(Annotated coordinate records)
'''
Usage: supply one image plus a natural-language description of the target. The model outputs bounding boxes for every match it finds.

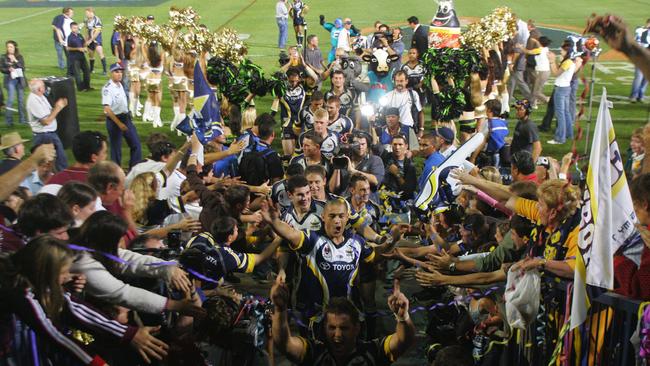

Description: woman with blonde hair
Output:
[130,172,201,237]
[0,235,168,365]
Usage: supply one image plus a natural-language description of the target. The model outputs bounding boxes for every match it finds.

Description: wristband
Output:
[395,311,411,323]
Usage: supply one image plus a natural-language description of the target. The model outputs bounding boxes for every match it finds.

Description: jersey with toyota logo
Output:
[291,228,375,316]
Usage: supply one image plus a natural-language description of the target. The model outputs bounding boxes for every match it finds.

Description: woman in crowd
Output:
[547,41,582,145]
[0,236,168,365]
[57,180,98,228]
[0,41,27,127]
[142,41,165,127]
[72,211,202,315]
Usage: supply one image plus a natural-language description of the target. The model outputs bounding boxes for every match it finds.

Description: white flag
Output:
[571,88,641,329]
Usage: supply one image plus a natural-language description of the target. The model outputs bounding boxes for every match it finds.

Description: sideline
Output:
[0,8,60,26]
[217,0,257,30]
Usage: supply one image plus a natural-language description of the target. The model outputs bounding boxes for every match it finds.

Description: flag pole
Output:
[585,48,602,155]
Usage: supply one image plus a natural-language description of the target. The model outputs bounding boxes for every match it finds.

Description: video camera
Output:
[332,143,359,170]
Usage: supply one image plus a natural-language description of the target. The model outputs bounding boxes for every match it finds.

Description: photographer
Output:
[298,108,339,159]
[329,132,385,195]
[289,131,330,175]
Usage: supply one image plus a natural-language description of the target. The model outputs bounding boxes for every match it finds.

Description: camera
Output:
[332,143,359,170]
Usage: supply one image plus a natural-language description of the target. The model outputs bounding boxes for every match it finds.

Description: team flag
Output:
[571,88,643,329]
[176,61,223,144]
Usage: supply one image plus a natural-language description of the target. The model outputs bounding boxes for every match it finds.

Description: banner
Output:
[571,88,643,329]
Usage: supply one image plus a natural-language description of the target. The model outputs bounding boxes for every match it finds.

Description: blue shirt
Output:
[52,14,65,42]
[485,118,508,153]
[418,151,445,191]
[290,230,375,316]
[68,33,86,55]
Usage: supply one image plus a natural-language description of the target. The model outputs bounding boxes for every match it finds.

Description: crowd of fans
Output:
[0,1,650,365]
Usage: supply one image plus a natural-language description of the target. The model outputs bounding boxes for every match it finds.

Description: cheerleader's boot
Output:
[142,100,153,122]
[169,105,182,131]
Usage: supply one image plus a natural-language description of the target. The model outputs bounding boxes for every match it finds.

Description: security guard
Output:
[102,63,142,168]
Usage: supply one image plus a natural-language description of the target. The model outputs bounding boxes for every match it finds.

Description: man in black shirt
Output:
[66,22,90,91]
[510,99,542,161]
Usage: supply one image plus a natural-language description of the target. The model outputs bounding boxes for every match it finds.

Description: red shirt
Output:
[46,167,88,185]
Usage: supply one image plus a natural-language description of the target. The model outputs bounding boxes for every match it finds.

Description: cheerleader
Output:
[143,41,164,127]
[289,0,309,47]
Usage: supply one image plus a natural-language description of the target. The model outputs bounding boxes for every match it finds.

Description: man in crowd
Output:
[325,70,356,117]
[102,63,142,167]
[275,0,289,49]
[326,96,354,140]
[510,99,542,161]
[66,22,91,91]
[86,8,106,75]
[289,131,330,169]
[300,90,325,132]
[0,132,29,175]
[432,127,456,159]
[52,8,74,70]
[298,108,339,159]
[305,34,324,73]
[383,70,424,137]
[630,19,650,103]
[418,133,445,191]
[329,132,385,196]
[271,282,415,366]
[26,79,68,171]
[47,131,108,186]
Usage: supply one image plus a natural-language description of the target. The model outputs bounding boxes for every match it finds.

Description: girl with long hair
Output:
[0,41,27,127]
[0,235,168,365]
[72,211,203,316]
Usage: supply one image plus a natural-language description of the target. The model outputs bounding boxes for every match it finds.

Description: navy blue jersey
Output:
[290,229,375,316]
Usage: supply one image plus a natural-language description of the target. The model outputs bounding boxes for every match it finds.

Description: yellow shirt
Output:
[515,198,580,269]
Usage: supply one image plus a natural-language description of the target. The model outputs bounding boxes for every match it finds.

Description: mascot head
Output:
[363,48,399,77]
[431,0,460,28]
'''
Exercise description: Reproduce all of the material above verbatim, omitting the pictures.

Completed exercise:
Usage: supply one image plus a natural-language description of the target. The model outputs bounding boxes for every match it finds.


Description: woman with blonde hair
Output:
[130,172,201,237]
[0,235,168,365]
Usage: supply one image plus a natural-language description of the target. The model outputs bounding boxes for every match it finds.

Description: wristband
Output:
[395,311,411,323]
Usage: supply one image plus a natural-language description of the target. The model outputs bounding boxes for every match it finds.

Description: jersey with toyota logo
Output:
[291,228,375,316]
Usage: supply one image plus a natural-language description of the target. The model outputs bounding boxes for every match it finds.

Description: woman in crowd
Output:
[547,41,582,145]
[0,236,168,365]
[57,180,98,228]
[0,41,27,127]
[142,41,165,127]
[72,211,202,315]
Usage: supply one image plus a natural-language description of the target. The model outputs bounding boxes for every match it finds.

Description: white flag
Output:
[571,88,641,329]
Usage: supply one image plus a natural-language description of the target. The model outputs bounding boxes for every match it finds.

Description: sideline
Output:
[0,8,60,26]
[217,0,257,30]
Usage: supply one image plus a natural-language description of the target. The model outputs bounding boxes for every match it finds.

Description: flag pole
Output:
[585,48,602,155]
Usage: supply one image plus a natural-language description of the target. The model outputs bounding boxes for every match it finds.

Description: video camera
Output:
[332,143,359,170]
Usage: supply one image plus a natural-language description of the target. The model outputs bounding boxes for every match it finds.

Description: photographer
Output:
[298,108,339,159]
[329,132,385,195]
[289,131,330,175]
Usage: supply one image plus a natural-language description of the target. The model outputs bounding boxes for every match it finds.

Description: camera
Output:
[332,143,359,170]
Usage: supply one image plus a natural-language description of the target. The model outputs bounding boxes for every match it finds.

Description: team flag
Output:
[571,88,643,329]
[176,61,223,144]
Usage: supply one image plus a natural-language description of the target. The model outputs bounding boxes for every match it finds.

Description: banner
Output:
[571,88,643,329]
Usage: supply one image plus a natural-language description of the target. The model outputs bounding boxes for every match it finds.

Description: blue shirt
Output:
[52,14,65,42]
[485,118,508,153]
[418,151,445,191]
[290,230,375,316]
[68,33,86,55]
Usage: supply one image plus a natural-language description of the target. The model outputs bounding boxes for every match it finds.

Description: crowd of fans
Output:
[0,1,650,365]
Usage: supply one image plus a natural-language description of the target. The model outputs bounding boxes for every match it finds.

Description: cheerleader's boot
Output:
[142,100,153,122]
[169,105,182,131]
Usage: supply one image plus a natural-language description of the target. The model outputs bounding boxes for every match it finds.

Description: security guard
Output:
[102,63,142,168]
Usage: supply one image plus a natural-language description of the target. The model outputs bounding boxes for every match it finds.

Description: man in black shirt
Output:
[66,22,90,91]
[510,99,542,161]
Usage: supply one image plus a natural-language description of the target. The model outputs bounding boxes for every match it finds.

Description: red shirt
Output:
[46,167,88,185]
Usage: supply one image plus a natural-language description of the target. The model outputs bounding boxes for every match it finds.

Description: cheerleader
Output:
[143,41,164,127]
[289,0,309,47]
Usage: supply one image plus a natural-language description of the target. The model outputs bounding boxes for every match it finds.

Description: man in crowd
Output:
[325,70,356,117]
[102,63,142,167]
[275,0,289,49]
[326,96,354,140]
[510,99,542,161]
[66,22,91,91]
[86,8,106,75]
[289,131,330,169]
[300,90,325,132]
[0,132,29,175]
[432,127,456,159]
[52,8,74,70]
[298,108,339,159]
[305,34,324,73]
[383,70,424,137]
[630,19,650,103]
[418,133,445,191]
[329,132,385,196]
[271,282,415,366]
[26,79,68,171]
[47,131,108,186]
Usage: supply one image plus a natural-language description of the target. The model outputs bounding boxes for every match it finds.

Description: girl with long hair
Output:
[0,41,27,127]
[0,235,168,365]
[72,211,203,316]
Usage: supply one image plus a natural-language description of the target. The model outputs bounding boxes for every match it finds.

Description: navy blue jersey
Output:
[290,229,375,316]
Usage: supply one image plus a natural-language description of the target. The model outputs bounding boxes for every match it finds.

Description: yellow shirt
Output:
[515,198,580,269]
Usage: supply one image plus a natural-language description of the target. The model outputs bounding boxes for every match it finds.

Description: mascot head
Output:
[363,48,399,77]
[431,0,460,28]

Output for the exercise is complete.